▶ WHAT IS REQUIRED:
For the entries that follow, count the lines containing the string "pointer" and write only the number.

DATASET CONTENT START

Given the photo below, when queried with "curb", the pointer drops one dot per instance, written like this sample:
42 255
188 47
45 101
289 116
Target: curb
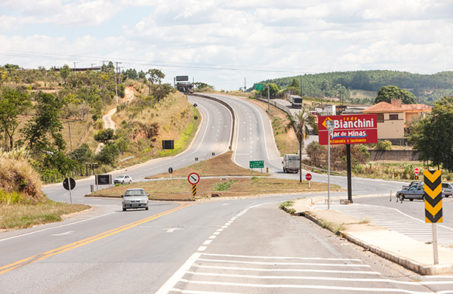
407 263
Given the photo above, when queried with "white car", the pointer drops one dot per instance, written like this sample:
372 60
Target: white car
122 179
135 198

DATASET CONTENT END
DATASET CONTENT START

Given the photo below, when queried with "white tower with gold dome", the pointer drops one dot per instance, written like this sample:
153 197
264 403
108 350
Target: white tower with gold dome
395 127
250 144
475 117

DATASET CONTENT END

▶ EXPECTED ANSWER:
3